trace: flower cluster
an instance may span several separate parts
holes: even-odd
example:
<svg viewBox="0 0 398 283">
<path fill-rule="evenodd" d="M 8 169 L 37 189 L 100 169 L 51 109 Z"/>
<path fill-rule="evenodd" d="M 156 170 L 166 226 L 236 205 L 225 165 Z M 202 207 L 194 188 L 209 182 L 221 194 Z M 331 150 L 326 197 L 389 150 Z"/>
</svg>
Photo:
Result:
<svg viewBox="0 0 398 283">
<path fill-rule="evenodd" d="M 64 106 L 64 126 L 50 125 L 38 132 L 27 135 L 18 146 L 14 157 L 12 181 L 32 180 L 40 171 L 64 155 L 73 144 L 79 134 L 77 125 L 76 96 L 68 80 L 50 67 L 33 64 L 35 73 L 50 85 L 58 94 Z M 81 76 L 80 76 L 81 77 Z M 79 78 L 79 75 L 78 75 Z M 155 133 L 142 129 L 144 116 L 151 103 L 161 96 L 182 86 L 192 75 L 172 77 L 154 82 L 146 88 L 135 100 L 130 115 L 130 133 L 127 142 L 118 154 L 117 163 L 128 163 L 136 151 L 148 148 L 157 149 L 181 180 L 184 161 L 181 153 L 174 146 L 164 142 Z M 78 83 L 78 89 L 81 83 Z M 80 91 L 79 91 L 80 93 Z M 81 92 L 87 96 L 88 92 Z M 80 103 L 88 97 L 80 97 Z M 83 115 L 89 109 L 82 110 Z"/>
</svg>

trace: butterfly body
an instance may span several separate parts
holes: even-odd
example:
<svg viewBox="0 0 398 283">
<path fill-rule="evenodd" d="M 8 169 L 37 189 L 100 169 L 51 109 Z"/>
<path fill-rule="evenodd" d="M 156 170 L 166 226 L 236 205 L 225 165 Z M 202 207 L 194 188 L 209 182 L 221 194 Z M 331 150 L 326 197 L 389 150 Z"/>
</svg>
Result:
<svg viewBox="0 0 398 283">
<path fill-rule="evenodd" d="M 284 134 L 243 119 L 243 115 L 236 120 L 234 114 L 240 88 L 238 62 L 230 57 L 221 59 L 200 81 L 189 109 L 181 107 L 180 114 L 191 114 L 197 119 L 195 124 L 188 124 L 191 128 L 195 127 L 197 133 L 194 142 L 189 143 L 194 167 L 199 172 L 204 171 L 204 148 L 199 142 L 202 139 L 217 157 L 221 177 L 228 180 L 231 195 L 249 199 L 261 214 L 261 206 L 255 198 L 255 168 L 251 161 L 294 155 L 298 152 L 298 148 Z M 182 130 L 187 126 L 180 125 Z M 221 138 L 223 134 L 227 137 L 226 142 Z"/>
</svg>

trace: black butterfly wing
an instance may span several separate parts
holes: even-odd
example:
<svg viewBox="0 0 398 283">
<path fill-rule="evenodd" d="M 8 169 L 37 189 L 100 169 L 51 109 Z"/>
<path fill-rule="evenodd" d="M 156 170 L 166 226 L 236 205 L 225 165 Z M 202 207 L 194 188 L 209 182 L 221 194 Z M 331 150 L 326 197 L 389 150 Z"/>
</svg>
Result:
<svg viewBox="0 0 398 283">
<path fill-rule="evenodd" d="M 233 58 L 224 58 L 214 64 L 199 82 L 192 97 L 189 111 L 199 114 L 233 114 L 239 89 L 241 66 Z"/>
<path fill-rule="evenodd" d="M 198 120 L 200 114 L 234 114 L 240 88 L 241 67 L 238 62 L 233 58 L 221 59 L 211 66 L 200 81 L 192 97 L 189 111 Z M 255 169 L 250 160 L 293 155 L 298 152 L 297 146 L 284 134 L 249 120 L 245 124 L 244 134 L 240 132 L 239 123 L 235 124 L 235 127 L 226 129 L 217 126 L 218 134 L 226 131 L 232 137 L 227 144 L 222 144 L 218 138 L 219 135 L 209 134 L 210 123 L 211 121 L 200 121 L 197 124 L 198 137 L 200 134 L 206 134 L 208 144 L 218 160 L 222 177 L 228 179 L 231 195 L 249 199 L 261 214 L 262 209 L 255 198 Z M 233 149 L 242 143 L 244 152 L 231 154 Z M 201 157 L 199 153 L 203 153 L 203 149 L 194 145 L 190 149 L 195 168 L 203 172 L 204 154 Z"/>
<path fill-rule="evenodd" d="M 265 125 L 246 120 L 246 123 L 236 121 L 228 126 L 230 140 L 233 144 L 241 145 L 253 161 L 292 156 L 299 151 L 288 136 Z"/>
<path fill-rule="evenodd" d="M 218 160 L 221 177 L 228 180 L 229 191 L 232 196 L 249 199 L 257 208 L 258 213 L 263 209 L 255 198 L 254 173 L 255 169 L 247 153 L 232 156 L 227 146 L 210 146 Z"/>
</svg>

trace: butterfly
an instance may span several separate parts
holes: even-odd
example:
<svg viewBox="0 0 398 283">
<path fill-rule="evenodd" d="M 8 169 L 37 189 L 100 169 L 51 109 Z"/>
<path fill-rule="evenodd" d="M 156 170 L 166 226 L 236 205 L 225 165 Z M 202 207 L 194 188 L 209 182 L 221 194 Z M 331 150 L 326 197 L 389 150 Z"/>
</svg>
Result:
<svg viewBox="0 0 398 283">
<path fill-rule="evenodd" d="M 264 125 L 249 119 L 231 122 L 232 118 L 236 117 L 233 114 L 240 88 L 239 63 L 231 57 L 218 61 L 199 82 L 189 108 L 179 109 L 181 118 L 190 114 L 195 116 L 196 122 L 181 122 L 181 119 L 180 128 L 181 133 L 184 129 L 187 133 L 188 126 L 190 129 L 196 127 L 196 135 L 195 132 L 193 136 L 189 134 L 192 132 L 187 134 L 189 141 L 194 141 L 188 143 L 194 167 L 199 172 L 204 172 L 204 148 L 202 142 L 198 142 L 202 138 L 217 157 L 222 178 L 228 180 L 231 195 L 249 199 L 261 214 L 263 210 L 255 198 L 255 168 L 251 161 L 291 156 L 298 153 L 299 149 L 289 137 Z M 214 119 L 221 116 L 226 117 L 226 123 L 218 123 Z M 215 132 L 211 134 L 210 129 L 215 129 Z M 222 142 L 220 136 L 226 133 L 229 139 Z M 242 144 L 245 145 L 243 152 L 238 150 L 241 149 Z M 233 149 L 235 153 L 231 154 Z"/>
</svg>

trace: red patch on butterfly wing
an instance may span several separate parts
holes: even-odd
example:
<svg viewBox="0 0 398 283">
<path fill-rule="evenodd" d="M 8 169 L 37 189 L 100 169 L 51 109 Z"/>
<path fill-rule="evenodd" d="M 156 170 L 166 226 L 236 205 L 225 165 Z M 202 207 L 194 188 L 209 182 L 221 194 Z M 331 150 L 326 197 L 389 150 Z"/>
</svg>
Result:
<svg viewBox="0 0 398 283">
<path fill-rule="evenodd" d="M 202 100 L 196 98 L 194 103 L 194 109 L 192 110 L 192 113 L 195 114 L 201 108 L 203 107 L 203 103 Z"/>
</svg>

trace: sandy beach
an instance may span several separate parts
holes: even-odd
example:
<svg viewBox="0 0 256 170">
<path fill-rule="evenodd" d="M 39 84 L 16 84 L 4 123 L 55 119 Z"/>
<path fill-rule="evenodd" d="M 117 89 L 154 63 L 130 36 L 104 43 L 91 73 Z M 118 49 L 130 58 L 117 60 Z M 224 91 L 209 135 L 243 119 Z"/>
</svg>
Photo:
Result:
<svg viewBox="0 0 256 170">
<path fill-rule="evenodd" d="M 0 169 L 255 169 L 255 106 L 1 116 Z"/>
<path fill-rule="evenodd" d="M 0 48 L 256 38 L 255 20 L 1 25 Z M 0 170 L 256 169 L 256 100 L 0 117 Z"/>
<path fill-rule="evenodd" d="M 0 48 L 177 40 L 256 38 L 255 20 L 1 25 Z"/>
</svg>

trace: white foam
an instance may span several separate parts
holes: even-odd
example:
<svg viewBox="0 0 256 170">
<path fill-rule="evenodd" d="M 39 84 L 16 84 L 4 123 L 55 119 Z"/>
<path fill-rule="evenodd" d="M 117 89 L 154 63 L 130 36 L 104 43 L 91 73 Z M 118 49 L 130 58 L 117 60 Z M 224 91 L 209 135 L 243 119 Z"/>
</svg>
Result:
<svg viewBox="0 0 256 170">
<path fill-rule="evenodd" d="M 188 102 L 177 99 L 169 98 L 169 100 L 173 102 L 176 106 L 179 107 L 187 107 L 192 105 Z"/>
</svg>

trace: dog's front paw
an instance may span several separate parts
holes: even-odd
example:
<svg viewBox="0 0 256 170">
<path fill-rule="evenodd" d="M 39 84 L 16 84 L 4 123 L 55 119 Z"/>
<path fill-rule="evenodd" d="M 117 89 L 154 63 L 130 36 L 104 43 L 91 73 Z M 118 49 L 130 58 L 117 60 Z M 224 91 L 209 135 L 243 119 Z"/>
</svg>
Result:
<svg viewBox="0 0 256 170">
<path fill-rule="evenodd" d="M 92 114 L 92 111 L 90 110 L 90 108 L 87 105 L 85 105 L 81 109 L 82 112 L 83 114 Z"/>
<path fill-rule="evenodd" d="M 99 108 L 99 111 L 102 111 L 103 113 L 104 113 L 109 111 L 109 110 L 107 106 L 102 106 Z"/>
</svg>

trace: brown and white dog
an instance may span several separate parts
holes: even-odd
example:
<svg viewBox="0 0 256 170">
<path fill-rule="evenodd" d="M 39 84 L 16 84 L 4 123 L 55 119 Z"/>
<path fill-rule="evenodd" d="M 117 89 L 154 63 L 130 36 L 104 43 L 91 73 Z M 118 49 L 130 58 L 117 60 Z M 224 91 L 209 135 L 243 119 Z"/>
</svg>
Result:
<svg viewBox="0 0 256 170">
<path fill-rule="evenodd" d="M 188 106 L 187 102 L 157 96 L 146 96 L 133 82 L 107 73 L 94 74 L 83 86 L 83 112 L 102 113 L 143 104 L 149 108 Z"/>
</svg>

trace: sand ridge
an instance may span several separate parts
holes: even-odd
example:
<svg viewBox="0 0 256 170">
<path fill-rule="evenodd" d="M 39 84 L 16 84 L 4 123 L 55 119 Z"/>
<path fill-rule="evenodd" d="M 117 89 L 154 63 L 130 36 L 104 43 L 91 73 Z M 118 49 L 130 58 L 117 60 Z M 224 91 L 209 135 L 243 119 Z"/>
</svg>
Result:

* * * * * * * * *

EXERCISE GOAL:
Starting at the line that contains "trace: brown and white dog", output each remaining line of the listing, the last line included, exactly as it appears.

ANSWER TO THIS EXERCISE:
trace: brown and white dog
an instance may span several separate parts
holes: even-odd
example:
<svg viewBox="0 0 256 170">
<path fill-rule="evenodd" d="M 39 84 L 16 84 L 4 123 L 55 119 Z"/>
<path fill-rule="evenodd" d="M 117 89 L 154 63 L 130 36 L 104 43 L 91 73 Z M 118 49 L 130 58 L 117 60 Z M 224 91 L 209 135 L 243 119 Z"/>
</svg>
Result:
<svg viewBox="0 0 256 170">
<path fill-rule="evenodd" d="M 188 106 L 187 102 L 157 96 L 146 96 L 133 82 L 107 73 L 94 74 L 83 86 L 83 112 L 102 113 L 143 104 L 149 108 Z"/>
</svg>

trace: sand ridge
an instance may span several separate parts
holes: even-odd
example:
<svg viewBox="0 0 256 170">
<path fill-rule="evenodd" d="M 39 84 L 16 84 L 4 123 L 55 119 Z"/>
<path fill-rule="evenodd" d="M 117 89 L 154 63 L 130 36 L 104 43 L 91 73 Z M 118 49 L 130 58 L 117 60 Z M 224 91 L 209 135 L 243 119 Z"/>
</svg>
Result:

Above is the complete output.